# [EXERCISE BRIEF]
Take the line that contains "The function MUST provide one marker per instance of the bush" as the first line and the final line of the records as the last; return exactly those lines and the lines between.

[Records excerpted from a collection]

━━━━━━━━

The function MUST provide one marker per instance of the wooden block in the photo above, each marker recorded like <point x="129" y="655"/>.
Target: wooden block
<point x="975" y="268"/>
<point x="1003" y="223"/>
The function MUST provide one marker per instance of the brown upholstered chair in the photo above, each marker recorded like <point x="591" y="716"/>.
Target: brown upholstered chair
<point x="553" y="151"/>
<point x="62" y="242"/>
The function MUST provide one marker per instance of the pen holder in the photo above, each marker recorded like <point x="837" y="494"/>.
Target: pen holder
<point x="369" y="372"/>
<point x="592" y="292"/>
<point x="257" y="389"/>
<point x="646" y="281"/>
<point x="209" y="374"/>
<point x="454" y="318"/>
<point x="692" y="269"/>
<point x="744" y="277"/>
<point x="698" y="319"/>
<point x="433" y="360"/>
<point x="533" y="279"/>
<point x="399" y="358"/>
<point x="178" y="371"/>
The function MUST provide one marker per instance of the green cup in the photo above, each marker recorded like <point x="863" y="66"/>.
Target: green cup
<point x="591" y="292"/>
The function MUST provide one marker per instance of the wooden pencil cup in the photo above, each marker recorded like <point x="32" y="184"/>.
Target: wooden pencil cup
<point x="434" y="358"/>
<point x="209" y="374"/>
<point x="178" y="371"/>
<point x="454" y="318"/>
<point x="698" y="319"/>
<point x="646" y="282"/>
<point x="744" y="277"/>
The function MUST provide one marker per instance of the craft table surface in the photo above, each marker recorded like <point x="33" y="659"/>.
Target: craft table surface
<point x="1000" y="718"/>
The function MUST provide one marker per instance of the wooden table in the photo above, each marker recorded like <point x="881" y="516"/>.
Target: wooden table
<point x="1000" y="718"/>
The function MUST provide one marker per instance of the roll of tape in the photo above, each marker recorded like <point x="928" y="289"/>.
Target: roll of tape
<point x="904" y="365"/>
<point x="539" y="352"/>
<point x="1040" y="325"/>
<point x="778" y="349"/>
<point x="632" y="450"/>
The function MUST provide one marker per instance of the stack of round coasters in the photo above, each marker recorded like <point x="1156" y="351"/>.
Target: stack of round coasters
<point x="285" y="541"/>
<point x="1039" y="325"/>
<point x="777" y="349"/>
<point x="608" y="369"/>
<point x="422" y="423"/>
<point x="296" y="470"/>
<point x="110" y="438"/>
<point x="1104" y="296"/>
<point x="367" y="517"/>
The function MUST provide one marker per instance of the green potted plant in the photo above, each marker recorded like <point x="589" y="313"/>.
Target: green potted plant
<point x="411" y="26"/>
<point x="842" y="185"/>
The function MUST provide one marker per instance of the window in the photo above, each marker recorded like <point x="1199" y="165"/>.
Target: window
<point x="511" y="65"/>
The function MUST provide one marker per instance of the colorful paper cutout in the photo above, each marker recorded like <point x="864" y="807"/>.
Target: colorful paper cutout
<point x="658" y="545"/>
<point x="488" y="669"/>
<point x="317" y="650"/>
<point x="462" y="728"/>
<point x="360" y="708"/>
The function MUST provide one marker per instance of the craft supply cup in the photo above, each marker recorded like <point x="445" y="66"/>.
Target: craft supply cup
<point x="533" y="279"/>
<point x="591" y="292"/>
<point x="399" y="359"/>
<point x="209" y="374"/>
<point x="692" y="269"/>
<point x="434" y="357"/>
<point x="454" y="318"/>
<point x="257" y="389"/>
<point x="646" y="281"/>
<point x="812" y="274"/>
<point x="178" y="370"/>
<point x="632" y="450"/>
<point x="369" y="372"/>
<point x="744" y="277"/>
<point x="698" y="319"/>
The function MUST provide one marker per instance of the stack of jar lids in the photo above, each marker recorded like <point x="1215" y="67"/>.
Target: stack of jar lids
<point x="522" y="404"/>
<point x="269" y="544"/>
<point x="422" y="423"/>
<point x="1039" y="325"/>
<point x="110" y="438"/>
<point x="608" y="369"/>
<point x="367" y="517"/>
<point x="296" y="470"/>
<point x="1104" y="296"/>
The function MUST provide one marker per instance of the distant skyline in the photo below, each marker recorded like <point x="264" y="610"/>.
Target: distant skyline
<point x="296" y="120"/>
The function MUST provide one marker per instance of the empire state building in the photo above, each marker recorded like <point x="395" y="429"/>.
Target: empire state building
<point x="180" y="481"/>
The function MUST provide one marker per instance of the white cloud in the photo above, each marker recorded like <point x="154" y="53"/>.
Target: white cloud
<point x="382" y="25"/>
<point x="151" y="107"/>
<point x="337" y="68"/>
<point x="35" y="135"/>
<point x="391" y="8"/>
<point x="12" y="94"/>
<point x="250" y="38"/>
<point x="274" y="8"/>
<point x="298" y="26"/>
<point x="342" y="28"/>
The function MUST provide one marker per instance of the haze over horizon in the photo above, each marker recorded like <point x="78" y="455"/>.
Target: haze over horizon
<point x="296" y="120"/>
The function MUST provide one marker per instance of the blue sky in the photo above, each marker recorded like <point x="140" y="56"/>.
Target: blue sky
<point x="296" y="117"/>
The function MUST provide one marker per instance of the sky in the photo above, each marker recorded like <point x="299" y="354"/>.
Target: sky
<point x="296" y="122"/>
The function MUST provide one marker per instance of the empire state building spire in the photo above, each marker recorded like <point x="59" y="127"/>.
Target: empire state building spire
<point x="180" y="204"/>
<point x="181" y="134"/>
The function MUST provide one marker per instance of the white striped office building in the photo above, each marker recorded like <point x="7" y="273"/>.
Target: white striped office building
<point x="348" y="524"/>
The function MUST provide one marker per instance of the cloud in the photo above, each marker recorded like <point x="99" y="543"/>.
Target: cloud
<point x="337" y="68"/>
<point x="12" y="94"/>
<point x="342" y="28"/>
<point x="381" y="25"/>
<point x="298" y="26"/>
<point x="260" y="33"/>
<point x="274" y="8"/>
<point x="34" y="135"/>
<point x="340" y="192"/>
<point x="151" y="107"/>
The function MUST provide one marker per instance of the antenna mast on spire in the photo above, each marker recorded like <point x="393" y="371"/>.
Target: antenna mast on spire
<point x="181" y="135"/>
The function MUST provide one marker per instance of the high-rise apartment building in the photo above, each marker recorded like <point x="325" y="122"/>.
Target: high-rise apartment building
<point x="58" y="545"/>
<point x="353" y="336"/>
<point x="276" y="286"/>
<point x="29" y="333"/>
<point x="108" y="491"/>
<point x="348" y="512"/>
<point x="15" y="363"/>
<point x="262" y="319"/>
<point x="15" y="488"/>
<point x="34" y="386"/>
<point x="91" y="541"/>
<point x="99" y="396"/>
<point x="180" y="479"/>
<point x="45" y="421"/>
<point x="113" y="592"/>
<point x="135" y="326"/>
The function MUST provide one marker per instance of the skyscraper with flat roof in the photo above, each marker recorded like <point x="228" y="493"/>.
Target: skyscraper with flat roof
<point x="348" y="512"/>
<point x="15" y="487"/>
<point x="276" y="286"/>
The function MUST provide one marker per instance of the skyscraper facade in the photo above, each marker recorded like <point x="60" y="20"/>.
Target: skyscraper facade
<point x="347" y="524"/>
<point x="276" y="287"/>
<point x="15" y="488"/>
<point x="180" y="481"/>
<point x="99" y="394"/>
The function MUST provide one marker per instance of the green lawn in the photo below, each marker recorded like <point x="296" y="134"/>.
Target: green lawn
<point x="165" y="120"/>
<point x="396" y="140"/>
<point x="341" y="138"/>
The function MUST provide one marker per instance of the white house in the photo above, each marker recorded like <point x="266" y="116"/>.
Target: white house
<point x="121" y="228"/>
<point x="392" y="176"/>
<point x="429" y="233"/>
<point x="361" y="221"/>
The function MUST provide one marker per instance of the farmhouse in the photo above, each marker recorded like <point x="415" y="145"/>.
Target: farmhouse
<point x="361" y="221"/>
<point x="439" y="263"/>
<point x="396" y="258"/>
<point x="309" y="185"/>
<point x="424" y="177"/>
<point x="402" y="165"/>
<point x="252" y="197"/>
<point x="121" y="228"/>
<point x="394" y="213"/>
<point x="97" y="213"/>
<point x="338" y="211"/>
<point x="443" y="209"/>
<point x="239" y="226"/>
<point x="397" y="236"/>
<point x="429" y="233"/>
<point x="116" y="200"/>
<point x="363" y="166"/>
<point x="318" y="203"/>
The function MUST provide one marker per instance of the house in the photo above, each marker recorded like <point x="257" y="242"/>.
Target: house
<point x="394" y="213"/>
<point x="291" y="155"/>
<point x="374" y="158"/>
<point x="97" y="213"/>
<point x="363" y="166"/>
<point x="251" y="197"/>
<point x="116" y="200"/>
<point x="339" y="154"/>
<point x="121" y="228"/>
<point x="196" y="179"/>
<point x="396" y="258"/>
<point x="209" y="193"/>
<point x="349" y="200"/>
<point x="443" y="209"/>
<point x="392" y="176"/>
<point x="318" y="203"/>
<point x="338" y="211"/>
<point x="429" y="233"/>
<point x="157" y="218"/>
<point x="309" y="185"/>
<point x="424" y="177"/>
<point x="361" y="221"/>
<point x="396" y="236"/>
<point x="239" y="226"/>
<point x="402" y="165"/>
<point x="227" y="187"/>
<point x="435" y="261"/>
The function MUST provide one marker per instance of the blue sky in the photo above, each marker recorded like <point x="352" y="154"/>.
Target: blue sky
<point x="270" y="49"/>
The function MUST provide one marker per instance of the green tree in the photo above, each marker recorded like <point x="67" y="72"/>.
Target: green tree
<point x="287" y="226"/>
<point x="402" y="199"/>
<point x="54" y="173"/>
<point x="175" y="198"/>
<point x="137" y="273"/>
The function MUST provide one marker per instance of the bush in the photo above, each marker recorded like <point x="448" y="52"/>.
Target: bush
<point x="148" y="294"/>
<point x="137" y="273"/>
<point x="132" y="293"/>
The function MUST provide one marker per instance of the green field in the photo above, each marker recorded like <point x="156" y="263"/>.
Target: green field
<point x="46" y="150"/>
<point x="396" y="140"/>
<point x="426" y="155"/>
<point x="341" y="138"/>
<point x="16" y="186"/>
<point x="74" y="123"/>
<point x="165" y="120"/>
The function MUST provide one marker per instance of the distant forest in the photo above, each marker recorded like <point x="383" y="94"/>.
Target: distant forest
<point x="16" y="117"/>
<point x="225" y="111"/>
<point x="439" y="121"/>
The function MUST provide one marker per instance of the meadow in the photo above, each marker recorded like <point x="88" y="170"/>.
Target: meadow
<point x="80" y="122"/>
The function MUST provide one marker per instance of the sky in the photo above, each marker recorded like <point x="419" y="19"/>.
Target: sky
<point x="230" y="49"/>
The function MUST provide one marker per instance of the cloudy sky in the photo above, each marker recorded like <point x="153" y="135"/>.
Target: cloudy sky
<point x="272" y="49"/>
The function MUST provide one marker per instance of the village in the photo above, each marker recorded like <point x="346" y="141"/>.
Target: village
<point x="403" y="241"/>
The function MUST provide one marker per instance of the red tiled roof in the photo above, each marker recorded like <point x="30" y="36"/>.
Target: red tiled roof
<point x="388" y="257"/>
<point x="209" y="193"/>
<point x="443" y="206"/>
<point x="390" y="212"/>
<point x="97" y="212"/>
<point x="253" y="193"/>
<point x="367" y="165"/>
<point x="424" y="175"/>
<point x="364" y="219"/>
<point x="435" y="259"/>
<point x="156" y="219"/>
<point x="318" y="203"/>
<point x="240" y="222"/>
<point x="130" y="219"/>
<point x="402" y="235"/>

━━━━━━━━

# [THE REPLY]
The function MUST provide one marker per instance of the bush in the photo above, each marker recorded like <point x="448" y="52"/>.
Target: bush
<point x="148" y="294"/>
<point x="137" y="273"/>
<point x="132" y="293"/>
The function MUST provide one marker per instance of the green field in the photo above, each marker recorded like <point x="156" y="263"/>.
Target: green field
<point x="46" y="150"/>
<point x="396" y="140"/>
<point x="426" y="155"/>
<point x="341" y="138"/>
<point x="16" y="186"/>
<point x="74" y="123"/>
<point x="165" y="120"/>
The function MUST provide one marker per instance of the distant forest in the photo above, each marker recorded like <point x="383" y="94"/>.
Target: distant forest
<point x="16" y="117"/>
<point x="225" y="111"/>
<point x="439" y="121"/>
The function MUST provide one marker per instance of the meadow in the photo above, each marker recorded like <point x="88" y="170"/>.
Target: meadow
<point x="80" y="122"/>
The function MUST provide one marker per instance of the sky in the photo above, each marker recorded like <point x="419" y="19"/>.
Target: sky
<point x="230" y="49"/>
The function MUST provide one marker per instance of the cloudy sky in the photo above, each marker recorded like <point x="153" y="135"/>.
Target: cloudy sky
<point x="272" y="49"/>
The function MUST provide one marker per instance of the village in the photo above, each marker recorded like <point x="346" y="141"/>.
Target: village
<point x="403" y="241"/>
The function MUST provide one marker per instance of the red tiled roof in the photo above, each marker recorded like <point x="30" y="36"/>.
Target: red tiled roof
<point x="388" y="257"/>
<point x="209" y="193"/>
<point x="443" y="206"/>
<point x="390" y="212"/>
<point x="97" y="212"/>
<point x="253" y="193"/>
<point x="367" y="165"/>
<point x="424" y="175"/>
<point x="364" y="219"/>
<point x="435" y="259"/>
<point x="156" y="219"/>
<point x="318" y="203"/>
<point x="240" y="222"/>
<point x="130" y="219"/>
<point x="402" y="235"/>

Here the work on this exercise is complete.